Math 202C: Lecture 9

*** Problems due April 26 at 23:59 ***

Week Four review and preview.

We began with the algebraic approach to graphs, which you can think of as a natural road to go down after Math 202A. Given a finite, connected, simple graph $G=(S,T)$ with vertex set $S=\{\pi,\rho,\sigma,\dots\}$ , we pass to the Hilbert space $\mathcal{C}(S)$ with orthonormal basis $|\pi\rangle,|\rho\rangle,|\sigma\rangle,\dots.$ We encode the edge set $T$ as a linear transformation of $\mathcal{C}(S),$ which by abuse of notation we also denote $T \in \mathrm{End}\mathcal{C}(S)$ because it contains exactly the same information. That is, we define the adjacency operator by

$T|\rho\rangle = \sum\limits_{\sigma} |\sigma\rangle,$

where the sum is over all $\sigma \in S$ such that $\{\rho,\sigma\} \in T.$ The adjacency operator is self-adjoint, and we could equally well define it by

$\langle \sigma |T = \sum\limits_{\rho} \langle \rho|,$

where the sum is over all $\rho \in S$ such that $\{\rho,\sigma\} \in T.$ Either definition of $T$ is consistent with

$\langle \sigma | T |\rho\rangle = \begin{cases} 1, \text{ if } \rho,\sigma \text{ adjacent }\\ 0, \text{ otherwise}\end{cases}.$

More generally, for any nonnegative integer $r$ the matrix element $\langle \sigma |T^r |\rho\rangle$ equals the number of $r$ -step walks $\rho \to \sigma$ in the graph $G=(S,T)$ . The linear algebraic approach is to find an orthonormal basis $B \subset \mathcal{C}(S)$ such that $T$ belongs to the maximal commutative subalgebra $\mathcal{D}(B) \leq \mathrm{End}\mathcal{C}(S)$ consisting of operators which act diagonally on $B.$

We also observed that the adjacency operator $T$ is the first member of a sequence $T=L_1,L_2,L_3,\dots$ of selfjadoint linear operators on $\mathcal{C}(S)$ which we called the level operators of the graph $G=(S,T).$ These operators encode not just adjacency in $G=(S,T),$ but its complete structure as a finite connected metric space. By definition,

$L_r|\rho\rangle = \sum\limits_{\mathrm{d}(\rho,\sigma)=r} |\sigma\rangle,$

where $\mathrm{d}$ is geodesic distance in $G=(S,T)$ . That is, $L_r$ acts on an input vertex $|\rho\rangle$ by summing all vertices $|\sigma\rangle$ in the sphere of radius $r$ centered at $\rho$ . Equivalently,

$\langle \sigma | L_r |\rho\rangle = \begin{cases} 1, \text{ if } \mathrm{d}(\rho,\sigma)=r\\ 0, \text{ otherwise}\end{cases}.$

We noted that although $T=L_1,L_2,L_3,\dots$ is a finite family of selfadjoint operators in $\mathrm{End}\mathcal{C}(S)$ , it may not be a commutative family. Indeed, we have

$\langle \sigma | L_sL_r |\rho\rangle = |S_r(\rho) \cap S_s(\sigma)|,$

where $S_r(\rho)$ and $S_s(\sigma)$ are the spheres of radii $r$ and $s$ centered at the vertices $\rho$ and $\sigma,$ respectively. There is no general reason why this would be equal to

$\langle \sigma | L_rL_s |\rho\rangle = |S_r(\sigma) \cap S_s(\rho)|.$

Indeed, the subalgebra $\mathcal{L}(G)$ of $\mathcal{C}(G)$ generated by the selfadjoint operators $L_r,$ $r \geq 0$ is in general not well-understood.

**Material:**
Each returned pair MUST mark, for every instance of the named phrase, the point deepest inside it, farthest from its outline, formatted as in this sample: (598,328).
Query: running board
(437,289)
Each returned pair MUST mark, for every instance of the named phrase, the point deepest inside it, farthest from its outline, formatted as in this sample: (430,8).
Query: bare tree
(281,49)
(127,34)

**Goal:** List the adjectives the lecture notes above use to describe the graph G when it is first introduced.

**Output for this task:** finite, connected, simple